● TEXT TO READ
A little later, however, Raúl addressed the Cuban Parliament. In Cuba, 
expectations were huge. It was a very disappointing speech, even for the 
Castroites themselves, who expected bolder announcements.
 From what he said, the only really important statement was that he 
decreed the death of egalitarianism and finally admitted that, because 
all human beings are different and create wealth in accordance with 
their particular attitudes and aptitudes, they deserve rewards that 
match their labor.
In other words, after half a century, Raúl discovered the ethical basis 
for the market economy: a system based on the existence of legitimately 
obtained private property, even if that leads to the creation of social 
classes defined by different standards of living.
Why such timidity in launching reforms when the government itself keeps 
issuing data about the enormous material disaster afflicting the 
country? Eighty-five percent of the buildings are falling apart, and 
more than half of the fertile land is covered by a useless bush called 
marabú, suitable only for firewood. Cubans have to import almost all the 
food they eat -- and the United States is their leading food supplier.

● GIVEN TASK 1
Return, character for character, the part of the records running from the line containing "Target: **ear tag number 251**" through the end of the records, including both of those lines.
The passage on Cuba and the records that follow it have no connection to each other.

● GIVEN RECORDS
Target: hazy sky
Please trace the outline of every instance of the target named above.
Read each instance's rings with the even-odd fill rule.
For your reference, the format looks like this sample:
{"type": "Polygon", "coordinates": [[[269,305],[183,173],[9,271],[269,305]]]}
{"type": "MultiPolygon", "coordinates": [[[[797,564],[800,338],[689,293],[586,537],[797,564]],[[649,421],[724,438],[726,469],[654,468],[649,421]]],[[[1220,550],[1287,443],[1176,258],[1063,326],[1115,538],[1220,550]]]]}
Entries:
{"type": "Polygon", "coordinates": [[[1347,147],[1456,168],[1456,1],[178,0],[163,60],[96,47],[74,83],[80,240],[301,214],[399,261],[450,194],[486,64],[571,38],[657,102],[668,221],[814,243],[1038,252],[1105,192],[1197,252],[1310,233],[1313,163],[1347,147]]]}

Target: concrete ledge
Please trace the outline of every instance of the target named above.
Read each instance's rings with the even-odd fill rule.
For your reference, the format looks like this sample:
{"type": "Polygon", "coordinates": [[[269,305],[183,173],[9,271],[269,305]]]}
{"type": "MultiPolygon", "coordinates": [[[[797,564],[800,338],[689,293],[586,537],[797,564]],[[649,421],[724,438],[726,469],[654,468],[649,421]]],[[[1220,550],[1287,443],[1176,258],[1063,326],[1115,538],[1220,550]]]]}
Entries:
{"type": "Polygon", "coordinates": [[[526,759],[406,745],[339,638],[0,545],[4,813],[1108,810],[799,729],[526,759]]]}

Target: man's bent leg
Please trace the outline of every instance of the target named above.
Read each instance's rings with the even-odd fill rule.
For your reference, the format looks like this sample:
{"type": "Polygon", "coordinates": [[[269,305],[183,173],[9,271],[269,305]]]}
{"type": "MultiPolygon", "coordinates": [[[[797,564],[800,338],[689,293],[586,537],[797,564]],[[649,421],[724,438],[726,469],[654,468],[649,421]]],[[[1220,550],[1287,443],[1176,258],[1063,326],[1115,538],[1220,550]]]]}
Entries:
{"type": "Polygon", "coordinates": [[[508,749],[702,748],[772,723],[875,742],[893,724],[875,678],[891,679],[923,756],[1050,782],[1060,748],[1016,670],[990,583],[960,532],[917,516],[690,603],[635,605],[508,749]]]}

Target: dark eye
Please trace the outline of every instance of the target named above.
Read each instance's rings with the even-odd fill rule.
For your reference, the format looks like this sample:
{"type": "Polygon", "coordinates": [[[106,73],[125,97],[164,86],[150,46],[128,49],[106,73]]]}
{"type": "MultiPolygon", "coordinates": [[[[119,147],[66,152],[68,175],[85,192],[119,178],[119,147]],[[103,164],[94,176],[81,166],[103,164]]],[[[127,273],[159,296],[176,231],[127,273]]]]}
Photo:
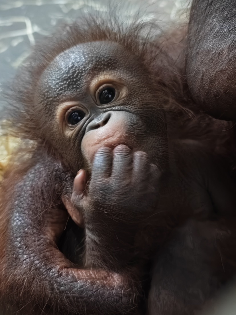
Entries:
{"type": "Polygon", "coordinates": [[[114,88],[106,88],[99,94],[99,101],[101,105],[108,104],[114,99],[115,96],[115,90],[114,88]]]}
{"type": "Polygon", "coordinates": [[[85,114],[82,111],[75,111],[68,116],[67,121],[70,125],[77,125],[83,119],[85,114]]]}

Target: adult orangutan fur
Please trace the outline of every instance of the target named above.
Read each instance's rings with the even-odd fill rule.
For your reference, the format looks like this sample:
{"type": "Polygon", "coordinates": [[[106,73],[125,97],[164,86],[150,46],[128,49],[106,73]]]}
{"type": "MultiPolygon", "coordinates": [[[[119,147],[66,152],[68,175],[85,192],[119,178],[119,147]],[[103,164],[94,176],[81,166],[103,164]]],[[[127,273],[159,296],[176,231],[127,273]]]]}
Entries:
{"type": "Polygon", "coordinates": [[[3,314],[190,315],[235,272],[232,124],[194,113],[184,27],[114,17],[59,27],[8,93],[3,314]]]}

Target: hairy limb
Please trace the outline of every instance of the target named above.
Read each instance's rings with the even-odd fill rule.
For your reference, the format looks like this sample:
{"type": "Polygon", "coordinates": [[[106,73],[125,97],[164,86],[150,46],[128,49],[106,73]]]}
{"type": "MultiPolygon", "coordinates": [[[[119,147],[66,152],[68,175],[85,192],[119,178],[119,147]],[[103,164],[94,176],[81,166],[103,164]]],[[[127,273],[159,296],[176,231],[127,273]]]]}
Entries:
{"type": "Polygon", "coordinates": [[[30,170],[9,201],[1,267],[4,305],[19,314],[139,313],[139,283],[131,276],[78,269],[57,249],[68,214],[58,204],[63,170],[49,164],[30,170]]]}
{"type": "Polygon", "coordinates": [[[234,0],[194,0],[188,36],[188,83],[200,110],[236,119],[236,7],[234,0]]]}

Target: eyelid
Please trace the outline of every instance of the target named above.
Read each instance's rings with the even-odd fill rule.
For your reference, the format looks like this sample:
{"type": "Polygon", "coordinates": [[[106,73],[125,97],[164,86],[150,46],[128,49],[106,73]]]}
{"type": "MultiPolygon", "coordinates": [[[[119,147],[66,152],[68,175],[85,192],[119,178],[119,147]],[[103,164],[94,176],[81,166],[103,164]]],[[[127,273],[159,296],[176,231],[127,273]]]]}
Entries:
{"type": "Polygon", "coordinates": [[[112,85],[111,84],[109,84],[108,83],[106,83],[102,85],[101,85],[100,86],[97,90],[95,92],[95,99],[96,100],[96,102],[98,105],[103,105],[103,104],[101,104],[99,100],[99,94],[100,93],[104,90],[106,89],[106,88],[112,88],[112,89],[115,89],[115,97],[112,100],[112,101],[108,103],[108,104],[110,104],[110,103],[112,103],[113,102],[115,102],[115,101],[116,100],[117,98],[119,97],[120,95],[120,91],[117,88],[116,88],[115,86],[112,85]]]}
{"type": "Polygon", "coordinates": [[[60,104],[57,109],[57,121],[60,124],[65,125],[65,124],[67,126],[68,126],[66,121],[66,117],[68,117],[68,115],[67,113],[69,112],[70,113],[71,112],[75,109],[83,112],[86,116],[87,111],[83,106],[81,105],[80,103],[74,101],[65,102],[60,104]]]}
{"type": "Polygon", "coordinates": [[[71,107],[70,108],[69,108],[69,109],[65,113],[65,123],[66,123],[66,124],[68,126],[70,126],[70,127],[72,126],[77,126],[78,124],[79,123],[80,123],[80,122],[79,123],[78,123],[78,124],[77,124],[76,125],[70,125],[70,123],[69,123],[68,121],[68,118],[69,118],[69,116],[70,116],[70,114],[71,113],[73,113],[73,112],[76,112],[76,111],[78,111],[78,112],[82,112],[84,113],[85,114],[84,117],[83,117],[81,119],[81,121],[82,121],[83,119],[84,118],[84,117],[85,117],[85,116],[86,116],[86,112],[84,110],[83,110],[81,108],[79,107],[78,106],[73,106],[73,107],[71,107]]]}

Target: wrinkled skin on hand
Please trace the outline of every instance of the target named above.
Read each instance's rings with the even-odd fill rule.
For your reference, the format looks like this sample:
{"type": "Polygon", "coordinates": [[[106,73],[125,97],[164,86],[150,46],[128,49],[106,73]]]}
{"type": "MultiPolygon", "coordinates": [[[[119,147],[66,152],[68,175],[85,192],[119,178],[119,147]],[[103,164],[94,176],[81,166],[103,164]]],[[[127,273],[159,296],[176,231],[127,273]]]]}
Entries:
{"type": "Polygon", "coordinates": [[[160,175],[147,153],[133,152],[124,145],[113,150],[108,147],[98,150],[88,183],[85,171],[80,171],[70,201],[66,197],[63,199],[75,222],[84,225],[87,239],[91,233],[96,238],[93,245],[92,240],[90,245],[87,243],[86,266],[91,264],[92,253],[96,256],[92,261],[97,266],[101,264],[120,269],[128,262],[133,255],[136,233],[157,209],[160,175]],[[100,263],[94,249],[96,243],[105,248],[104,253],[99,253],[100,263]]]}

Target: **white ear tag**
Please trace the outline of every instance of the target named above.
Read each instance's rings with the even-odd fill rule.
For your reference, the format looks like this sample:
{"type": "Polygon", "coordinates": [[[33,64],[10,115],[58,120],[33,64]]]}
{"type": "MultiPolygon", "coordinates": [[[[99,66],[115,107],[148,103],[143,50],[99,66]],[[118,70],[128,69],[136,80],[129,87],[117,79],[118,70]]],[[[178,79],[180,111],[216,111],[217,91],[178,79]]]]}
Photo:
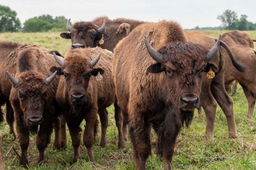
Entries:
{"type": "Polygon", "coordinates": [[[95,76],[95,78],[96,78],[96,80],[97,81],[100,81],[100,80],[102,80],[102,76],[100,74],[100,72],[98,72],[98,74],[97,75],[96,75],[95,76]]]}

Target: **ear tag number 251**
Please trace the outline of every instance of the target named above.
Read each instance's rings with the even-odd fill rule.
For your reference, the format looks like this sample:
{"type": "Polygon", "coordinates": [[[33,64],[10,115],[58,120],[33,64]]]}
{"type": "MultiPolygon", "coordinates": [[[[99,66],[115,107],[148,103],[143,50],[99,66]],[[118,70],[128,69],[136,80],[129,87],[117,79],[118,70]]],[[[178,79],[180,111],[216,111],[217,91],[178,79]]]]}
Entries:
{"type": "Polygon", "coordinates": [[[208,79],[213,79],[215,76],[215,73],[212,70],[212,67],[210,68],[209,71],[206,73],[206,77],[208,79]]]}

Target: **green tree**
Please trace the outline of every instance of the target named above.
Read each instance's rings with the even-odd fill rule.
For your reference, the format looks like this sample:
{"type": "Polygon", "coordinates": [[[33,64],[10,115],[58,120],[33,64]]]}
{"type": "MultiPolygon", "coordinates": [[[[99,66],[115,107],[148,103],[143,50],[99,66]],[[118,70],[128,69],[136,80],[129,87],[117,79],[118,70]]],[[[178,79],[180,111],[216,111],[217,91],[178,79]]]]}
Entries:
{"type": "Polygon", "coordinates": [[[0,32],[16,32],[20,28],[17,13],[10,7],[0,5],[0,32]]]}
{"type": "Polygon", "coordinates": [[[25,32],[44,32],[51,30],[63,30],[66,28],[67,19],[64,16],[54,19],[50,15],[43,15],[29,19],[24,23],[25,32]]]}
{"type": "Polygon", "coordinates": [[[228,30],[235,29],[238,19],[235,11],[226,10],[221,15],[218,16],[217,19],[222,23],[225,29],[228,30]]]}

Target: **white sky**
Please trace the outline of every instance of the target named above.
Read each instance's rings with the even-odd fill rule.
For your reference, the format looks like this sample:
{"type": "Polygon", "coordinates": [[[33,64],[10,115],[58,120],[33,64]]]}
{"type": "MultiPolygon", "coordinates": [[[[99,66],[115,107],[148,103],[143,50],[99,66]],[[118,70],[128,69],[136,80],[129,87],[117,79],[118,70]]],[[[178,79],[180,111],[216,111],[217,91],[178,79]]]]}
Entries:
{"type": "Polygon", "coordinates": [[[63,15],[72,23],[106,15],[111,19],[174,20],[189,29],[220,26],[217,16],[227,9],[235,11],[238,16],[246,14],[249,21],[256,22],[256,0],[0,0],[0,4],[16,11],[22,23],[47,14],[63,15]]]}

● GIVEN TASK 2
According to the passage on Cuba, what percentage of the buildings are falling apart?

● WRITTEN RESPONSE 1
Target: **ear tag number 251**
Please trace the outline of every instance of the target named above.
Read each instance's rings with the even-odd fill rule.
For your reference, the format looks like this sample:
{"type": "Polygon", "coordinates": [[[33,64],[10,115],[58,120],[33,64]]]}
{"type": "MultiPolygon", "coordinates": [[[[99,66],[115,107],[148,103],[143,50],[99,66]],[[118,70],[128,69],[136,80],[129,87],[117,79],[118,70]]],[[[178,79],[180,111],[216,111],[217,91],[178,79]]]]}
Entries:
{"type": "Polygon", "coordinates": [[[208,79],[213,79],[215,76],[215,73],[212,70],[212,67],[210,68],[209,71],[206,73],[206,77],[208,79]]]}

Target: **green tree**
Please trace the outline of every instance of the target named above.
Read each instance's rings with the even-odd fill rule.
For your reference, the format looks like this sample:
{"type": "Polygon", "coordinates": [[[33,64],[10,115],[58,120],[33,64]]]}
{"type": "MultiPolygon", "coordinates": [[[[99,66],[115,107],[148,103],[143,50],[99,66]],[[118,70],[128,69],[136,80],[129,87],[117,79],[118,70]]],[[[178,79],[180,111],[216,111],[217,91],[178,79]]]]}
Entries:
{"type": "Polygon", "coordinates": [[[0,32],[16,32],[20,28],[17,13],[10,7],[0,5],[0,32]]]}
{"type": "Polygon", "coordinates": [[[25,32],[44,32],[51,30],[63,30],[66,28],[67,19],[64,16],[54,19],[50,15],[43,15],[29,19],[24,23],[25,32]]]}
{"type": "Polygon", "coordinates": [[[228,30],[235,29],[238,19],[235,11],[226,10],[221,15],[218,16],[217,19],[222,23],[225,29],[228,30]]]}

Target: **white sky**
Please trace the outline of every instance of the target named above.
Read each instance's rings with the even-odd fill rule.
For your reference, the format looks like this sample:
{"type": "Polygon", "coordinates": [[[33,64],[10,115],[58,120],[33,64]]]}
{"type": "MultiPolygon", "coordinates": [[[[99,66],[115,107],[148,103],[143,50],[99,66]],[[118,70],[128,69],[136,80],[129,87],[117,79],[118,70]]],[[[178,79],[180,111],[216,111],[217,91],[178,79]]]]}
Entries:
{"type": "Polygon", "coordinates": [[[63,15],[72,23],[106,15],[111,19],[174,20],[189,29],[220,26],[217,16],[227,9],[235,11],[238,16],[246,14],[249,21],[256,22],[256,0],[0,0],[0,4],[16,11],[22,23],[47,14],[63,15]]]}

● WRITTEN RESPONSE 2
Eighty-five percent.